* Set task *
Put the records below into a two-column CSV with the headers "prompt" and "points," one row per record holding its text and its answer, each value in a single quoted field with line breaks changed to spaces. Begin at the line that has "of the wooden" and stop after the line that has "[(38, 233)]".

* Data *
+---+

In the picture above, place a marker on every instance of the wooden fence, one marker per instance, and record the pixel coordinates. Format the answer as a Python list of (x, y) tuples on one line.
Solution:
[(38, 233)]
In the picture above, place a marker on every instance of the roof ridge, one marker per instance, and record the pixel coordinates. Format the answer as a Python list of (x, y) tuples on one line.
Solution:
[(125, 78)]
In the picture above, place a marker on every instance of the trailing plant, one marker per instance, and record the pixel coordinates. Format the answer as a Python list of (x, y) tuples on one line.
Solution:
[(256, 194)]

+---+

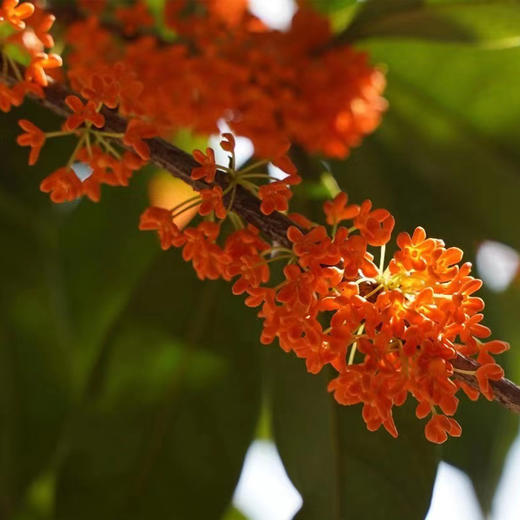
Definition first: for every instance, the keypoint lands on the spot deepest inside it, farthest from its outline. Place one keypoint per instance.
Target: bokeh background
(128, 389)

+---+

* Answer to this problem *
prompt,points
"In the picture above, place a marker on every instance of the wooden fence, one marker per instance, and record the pixel coordinates. Format the answer as a Python list of (x, y) tuples on one line. Solution:","[(38, 233)]"